Aim of the task: Pull out each line below that contains the word "Requested". The match is case-sensitive.

Data shown:

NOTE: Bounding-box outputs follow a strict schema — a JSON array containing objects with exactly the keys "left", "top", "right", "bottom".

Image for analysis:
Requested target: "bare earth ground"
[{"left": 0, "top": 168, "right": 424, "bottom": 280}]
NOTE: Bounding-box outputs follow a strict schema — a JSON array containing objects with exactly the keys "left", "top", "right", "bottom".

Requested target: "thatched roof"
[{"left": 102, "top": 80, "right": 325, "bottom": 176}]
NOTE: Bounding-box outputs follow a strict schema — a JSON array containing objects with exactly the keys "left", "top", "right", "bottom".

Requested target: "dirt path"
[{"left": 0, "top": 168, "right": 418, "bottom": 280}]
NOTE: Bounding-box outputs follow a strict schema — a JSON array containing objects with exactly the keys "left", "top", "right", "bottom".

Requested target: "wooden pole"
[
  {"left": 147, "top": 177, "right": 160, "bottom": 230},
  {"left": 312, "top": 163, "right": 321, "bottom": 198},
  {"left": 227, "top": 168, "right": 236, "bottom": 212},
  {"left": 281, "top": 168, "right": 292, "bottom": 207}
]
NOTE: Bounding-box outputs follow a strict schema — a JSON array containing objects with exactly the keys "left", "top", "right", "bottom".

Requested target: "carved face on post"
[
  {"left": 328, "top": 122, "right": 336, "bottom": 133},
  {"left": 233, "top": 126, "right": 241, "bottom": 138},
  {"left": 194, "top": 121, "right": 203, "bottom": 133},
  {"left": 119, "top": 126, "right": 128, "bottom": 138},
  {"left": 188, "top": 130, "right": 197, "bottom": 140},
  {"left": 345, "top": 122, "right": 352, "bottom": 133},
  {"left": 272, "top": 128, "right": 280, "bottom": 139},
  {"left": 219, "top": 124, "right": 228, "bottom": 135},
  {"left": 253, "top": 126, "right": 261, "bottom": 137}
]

Answer for the task:
Requested target: "bare earth ground"
Requested target: "thatched roof"
Requested target: "dirt path"
Requested target: "wooden pole"
Requested target: "carved face on post"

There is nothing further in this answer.